* CONSIGNA 1
Extrae de los registros todas las líneas que contengan la cadena "stilt", distinguiendo entre mayúsculas y minúsculas.

##### EXTRACTO DEL DOCUMENTO #####

El
código penal peruano tipifica como delito de estafa a aquella conducta humana a
través de la cual un sujeto, por medio de engaño o artificio procura para sí o para un tercero
un provecho patrimonial en perjuicio ajeno.
Si
bien el estudio de las diversas clases de estafa que nuestro ordenamiento
jurídico penal ha regulado resulta de gran importancia para la cultura jurídica
del estudiante de derecho, lo que me interesa aquí es puntualizar y describir
la personalidad de aquellos sujetos que, por decirlo de alguna manera, tienen
en la realización de estafas su estilo de vida. Para poder indagar acerca de
qué es lo que inclina y muchas veces determina a un hombre a vivir estafando no
se deben tomar hechos completamente aislados del individuo estudiado, sino que
se debe evaluar todo el conjunto de su existencia.
La
personalidad del estafador tiene como un componente esencial al egoísmo.
Ciertamente la persona egoísta vive por y para uno mismo, pensando
únicamente en el bienestar propio, aunque con ello afecte a los demás.

##### EXTRACTOS DE REGISTROS #####

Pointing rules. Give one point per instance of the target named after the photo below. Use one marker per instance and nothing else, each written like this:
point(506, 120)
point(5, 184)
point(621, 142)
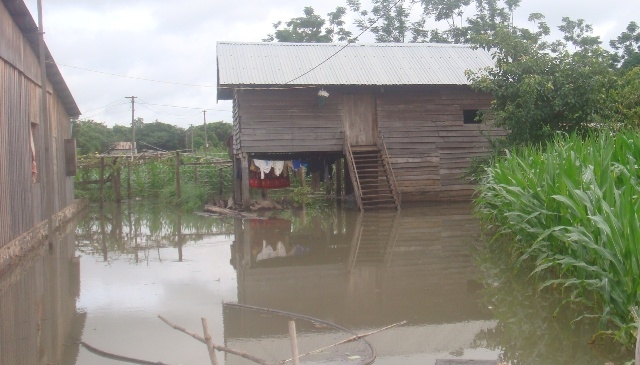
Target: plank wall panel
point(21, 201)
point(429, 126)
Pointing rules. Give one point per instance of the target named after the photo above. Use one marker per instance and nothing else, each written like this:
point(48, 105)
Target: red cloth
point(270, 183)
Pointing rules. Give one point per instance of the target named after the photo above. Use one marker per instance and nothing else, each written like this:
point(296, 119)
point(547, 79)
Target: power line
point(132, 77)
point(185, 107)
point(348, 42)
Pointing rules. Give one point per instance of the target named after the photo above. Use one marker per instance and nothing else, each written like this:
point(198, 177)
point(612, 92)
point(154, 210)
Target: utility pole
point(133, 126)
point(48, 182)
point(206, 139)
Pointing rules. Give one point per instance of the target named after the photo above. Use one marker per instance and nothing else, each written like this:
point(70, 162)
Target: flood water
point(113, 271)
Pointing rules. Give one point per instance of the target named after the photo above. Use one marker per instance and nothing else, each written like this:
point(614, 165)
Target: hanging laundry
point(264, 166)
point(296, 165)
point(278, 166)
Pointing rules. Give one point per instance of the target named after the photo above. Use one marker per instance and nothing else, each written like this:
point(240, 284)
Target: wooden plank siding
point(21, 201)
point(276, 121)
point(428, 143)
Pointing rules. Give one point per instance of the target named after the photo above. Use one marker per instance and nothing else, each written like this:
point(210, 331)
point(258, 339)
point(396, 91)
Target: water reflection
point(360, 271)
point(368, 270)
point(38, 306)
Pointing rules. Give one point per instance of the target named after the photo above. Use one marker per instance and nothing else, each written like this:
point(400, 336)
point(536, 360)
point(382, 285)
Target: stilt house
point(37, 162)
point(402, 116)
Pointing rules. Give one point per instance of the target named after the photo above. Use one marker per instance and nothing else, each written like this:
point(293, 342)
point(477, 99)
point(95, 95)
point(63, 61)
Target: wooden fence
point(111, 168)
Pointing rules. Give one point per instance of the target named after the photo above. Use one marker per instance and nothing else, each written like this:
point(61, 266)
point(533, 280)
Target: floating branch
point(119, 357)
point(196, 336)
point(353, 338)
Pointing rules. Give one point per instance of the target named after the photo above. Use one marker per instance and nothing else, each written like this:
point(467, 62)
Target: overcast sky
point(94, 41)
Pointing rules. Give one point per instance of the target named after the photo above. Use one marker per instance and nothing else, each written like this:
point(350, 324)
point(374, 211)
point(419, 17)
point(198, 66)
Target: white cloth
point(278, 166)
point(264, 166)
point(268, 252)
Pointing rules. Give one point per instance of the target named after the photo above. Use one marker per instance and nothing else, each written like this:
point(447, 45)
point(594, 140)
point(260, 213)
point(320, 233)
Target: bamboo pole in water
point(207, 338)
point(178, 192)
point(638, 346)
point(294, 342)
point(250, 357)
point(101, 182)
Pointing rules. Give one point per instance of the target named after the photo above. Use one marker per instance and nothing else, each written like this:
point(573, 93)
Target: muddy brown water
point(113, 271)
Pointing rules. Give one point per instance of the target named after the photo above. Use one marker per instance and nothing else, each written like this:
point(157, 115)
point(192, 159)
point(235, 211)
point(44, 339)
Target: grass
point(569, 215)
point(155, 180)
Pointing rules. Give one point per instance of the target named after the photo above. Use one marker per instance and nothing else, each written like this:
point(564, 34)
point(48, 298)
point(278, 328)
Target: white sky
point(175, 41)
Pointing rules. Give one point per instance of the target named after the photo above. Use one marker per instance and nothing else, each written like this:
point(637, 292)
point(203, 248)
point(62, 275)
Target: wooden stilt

#####

* CONSIGNA 2
En el texto sobre la estafa, ¿qué se señala como componente esencial de la personalidad del estafador?

* RESPUESTA 1
Target: stilt house
Target: wooden stilt

* RESPUESTA 2
El egoísmo.